__Instructions to follow__: Search the records for the string "girl", then copy each line where it appears.

=-=-=

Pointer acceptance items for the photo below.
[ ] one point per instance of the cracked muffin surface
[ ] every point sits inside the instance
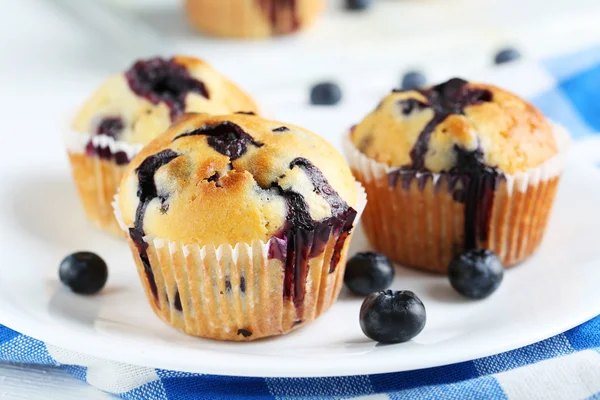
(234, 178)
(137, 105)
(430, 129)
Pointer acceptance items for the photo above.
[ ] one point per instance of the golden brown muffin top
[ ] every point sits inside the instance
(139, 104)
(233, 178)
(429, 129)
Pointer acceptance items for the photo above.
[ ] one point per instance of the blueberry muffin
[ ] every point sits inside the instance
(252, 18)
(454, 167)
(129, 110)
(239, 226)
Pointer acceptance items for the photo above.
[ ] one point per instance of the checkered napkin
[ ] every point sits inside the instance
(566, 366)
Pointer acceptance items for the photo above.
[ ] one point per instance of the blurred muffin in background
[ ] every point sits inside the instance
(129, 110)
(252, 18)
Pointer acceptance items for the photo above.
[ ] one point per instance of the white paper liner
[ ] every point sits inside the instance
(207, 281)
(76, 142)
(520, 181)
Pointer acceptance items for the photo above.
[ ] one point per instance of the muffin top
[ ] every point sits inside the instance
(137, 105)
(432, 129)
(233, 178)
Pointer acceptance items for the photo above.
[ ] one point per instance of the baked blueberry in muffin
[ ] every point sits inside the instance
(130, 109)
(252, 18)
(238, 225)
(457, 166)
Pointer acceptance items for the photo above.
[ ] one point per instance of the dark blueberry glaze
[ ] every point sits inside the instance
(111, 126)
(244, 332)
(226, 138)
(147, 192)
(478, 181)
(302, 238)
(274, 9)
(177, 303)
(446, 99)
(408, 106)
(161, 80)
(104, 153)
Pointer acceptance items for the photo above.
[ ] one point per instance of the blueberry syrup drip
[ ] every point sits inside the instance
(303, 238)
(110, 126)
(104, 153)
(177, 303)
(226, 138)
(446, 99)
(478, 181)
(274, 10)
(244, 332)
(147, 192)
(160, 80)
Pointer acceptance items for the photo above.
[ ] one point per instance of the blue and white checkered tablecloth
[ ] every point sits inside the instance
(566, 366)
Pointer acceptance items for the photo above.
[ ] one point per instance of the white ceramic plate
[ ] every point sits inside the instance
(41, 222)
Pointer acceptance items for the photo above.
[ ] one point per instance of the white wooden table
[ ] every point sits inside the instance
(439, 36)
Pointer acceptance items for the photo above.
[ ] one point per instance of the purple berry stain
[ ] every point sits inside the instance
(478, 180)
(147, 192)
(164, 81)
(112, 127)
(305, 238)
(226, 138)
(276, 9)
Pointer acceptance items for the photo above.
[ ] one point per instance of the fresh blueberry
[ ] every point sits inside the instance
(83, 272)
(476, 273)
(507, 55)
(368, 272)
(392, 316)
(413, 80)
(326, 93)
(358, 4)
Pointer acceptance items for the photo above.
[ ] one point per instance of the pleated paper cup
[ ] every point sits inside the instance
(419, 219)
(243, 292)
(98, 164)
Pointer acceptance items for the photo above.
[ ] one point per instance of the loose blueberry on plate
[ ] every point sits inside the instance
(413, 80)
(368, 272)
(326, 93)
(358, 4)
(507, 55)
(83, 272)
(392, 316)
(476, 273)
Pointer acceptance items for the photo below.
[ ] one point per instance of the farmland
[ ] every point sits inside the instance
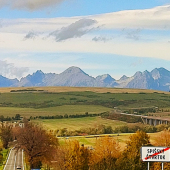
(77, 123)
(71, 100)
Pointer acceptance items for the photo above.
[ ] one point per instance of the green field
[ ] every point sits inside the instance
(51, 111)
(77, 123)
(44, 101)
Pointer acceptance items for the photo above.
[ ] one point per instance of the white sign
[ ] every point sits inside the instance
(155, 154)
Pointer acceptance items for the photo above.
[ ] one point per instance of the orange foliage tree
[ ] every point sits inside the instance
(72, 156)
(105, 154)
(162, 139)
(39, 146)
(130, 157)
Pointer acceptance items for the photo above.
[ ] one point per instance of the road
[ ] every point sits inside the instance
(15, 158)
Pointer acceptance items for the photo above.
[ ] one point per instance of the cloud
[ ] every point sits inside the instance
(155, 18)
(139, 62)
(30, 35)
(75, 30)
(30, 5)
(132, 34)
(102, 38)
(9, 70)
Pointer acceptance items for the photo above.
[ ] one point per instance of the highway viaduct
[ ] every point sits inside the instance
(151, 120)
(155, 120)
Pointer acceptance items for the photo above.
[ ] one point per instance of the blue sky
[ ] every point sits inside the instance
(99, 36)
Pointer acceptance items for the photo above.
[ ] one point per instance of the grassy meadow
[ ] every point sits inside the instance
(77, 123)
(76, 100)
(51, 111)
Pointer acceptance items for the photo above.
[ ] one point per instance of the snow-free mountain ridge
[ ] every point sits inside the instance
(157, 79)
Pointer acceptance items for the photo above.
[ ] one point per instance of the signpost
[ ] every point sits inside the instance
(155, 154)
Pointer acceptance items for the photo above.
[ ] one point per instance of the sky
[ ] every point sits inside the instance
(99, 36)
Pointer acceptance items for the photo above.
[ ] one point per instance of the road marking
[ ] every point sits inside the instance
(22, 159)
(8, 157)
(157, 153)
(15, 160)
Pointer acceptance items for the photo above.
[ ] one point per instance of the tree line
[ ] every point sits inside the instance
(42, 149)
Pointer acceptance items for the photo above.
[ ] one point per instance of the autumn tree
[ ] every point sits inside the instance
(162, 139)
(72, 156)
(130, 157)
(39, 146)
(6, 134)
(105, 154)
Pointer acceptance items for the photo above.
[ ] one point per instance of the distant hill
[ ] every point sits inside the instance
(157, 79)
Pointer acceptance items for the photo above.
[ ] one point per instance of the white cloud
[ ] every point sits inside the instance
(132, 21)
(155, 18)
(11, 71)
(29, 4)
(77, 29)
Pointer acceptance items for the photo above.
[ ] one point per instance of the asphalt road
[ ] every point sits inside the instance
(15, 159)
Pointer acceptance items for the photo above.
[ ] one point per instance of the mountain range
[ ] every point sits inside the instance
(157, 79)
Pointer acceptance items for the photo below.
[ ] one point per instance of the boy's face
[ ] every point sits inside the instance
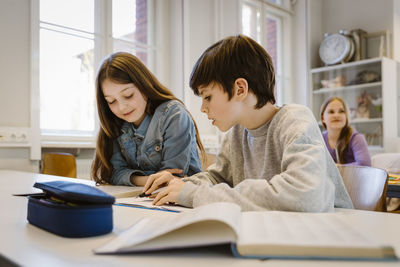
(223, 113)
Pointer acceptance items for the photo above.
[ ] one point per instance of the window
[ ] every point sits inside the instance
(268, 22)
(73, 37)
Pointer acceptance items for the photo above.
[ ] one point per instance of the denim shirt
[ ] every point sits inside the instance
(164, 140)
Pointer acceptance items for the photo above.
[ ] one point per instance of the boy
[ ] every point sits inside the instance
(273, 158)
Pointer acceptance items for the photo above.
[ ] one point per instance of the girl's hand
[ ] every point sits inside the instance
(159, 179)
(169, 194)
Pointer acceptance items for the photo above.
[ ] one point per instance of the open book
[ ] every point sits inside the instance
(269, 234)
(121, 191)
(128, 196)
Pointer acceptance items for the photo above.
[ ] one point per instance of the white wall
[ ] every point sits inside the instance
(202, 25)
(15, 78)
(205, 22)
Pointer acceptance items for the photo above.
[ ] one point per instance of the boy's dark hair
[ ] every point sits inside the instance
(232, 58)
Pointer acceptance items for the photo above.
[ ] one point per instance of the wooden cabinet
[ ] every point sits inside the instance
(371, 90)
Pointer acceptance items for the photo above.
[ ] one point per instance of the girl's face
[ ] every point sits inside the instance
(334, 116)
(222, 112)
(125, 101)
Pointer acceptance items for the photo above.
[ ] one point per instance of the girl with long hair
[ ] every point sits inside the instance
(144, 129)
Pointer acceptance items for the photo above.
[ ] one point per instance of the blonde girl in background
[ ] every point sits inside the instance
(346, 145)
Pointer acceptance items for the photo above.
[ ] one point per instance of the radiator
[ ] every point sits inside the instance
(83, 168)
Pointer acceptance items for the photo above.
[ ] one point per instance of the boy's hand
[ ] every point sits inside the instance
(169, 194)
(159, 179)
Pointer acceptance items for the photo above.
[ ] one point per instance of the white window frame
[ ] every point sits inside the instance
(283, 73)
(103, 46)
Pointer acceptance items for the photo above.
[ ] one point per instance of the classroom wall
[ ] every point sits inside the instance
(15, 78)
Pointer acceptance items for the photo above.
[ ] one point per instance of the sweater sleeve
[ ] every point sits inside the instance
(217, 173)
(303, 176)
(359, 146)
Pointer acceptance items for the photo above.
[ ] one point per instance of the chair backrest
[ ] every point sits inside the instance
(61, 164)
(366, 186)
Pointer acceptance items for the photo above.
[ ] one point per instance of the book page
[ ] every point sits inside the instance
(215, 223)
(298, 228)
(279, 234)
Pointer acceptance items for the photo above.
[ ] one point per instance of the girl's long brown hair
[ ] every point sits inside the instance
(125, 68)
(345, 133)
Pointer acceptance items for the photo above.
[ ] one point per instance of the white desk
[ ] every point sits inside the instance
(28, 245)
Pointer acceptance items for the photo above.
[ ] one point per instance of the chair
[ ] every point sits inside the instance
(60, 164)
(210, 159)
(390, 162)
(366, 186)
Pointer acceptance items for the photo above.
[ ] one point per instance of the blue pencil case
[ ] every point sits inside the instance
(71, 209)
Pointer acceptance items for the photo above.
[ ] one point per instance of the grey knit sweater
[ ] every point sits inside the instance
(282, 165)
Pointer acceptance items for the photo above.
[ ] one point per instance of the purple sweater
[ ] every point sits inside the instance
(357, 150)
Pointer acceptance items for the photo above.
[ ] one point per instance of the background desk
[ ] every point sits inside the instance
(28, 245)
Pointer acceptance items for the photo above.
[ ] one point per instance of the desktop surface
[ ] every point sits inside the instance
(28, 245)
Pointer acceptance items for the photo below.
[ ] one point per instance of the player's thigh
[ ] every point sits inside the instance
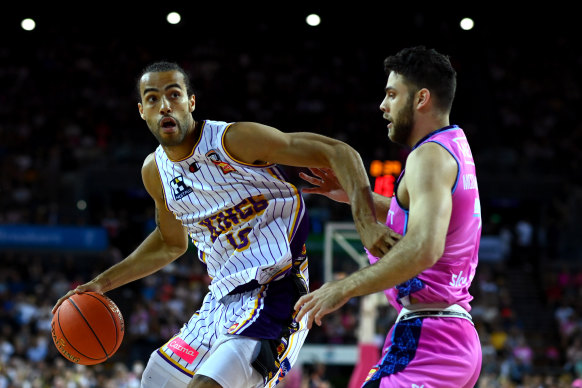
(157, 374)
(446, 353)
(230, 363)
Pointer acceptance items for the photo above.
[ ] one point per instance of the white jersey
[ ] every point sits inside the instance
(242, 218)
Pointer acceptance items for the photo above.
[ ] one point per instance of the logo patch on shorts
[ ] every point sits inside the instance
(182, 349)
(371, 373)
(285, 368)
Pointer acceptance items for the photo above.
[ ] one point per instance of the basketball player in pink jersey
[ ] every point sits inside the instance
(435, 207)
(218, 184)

=-=-=

__Response to the task__:
[ ] one point per instance of the girl's hand
[ ] one point per instance of the girl's face
[ ] one point per instance of the girl with long hair
[ ] one point per instance of the blonde girl in background
[ ] one point per instance of the girl's long brown hair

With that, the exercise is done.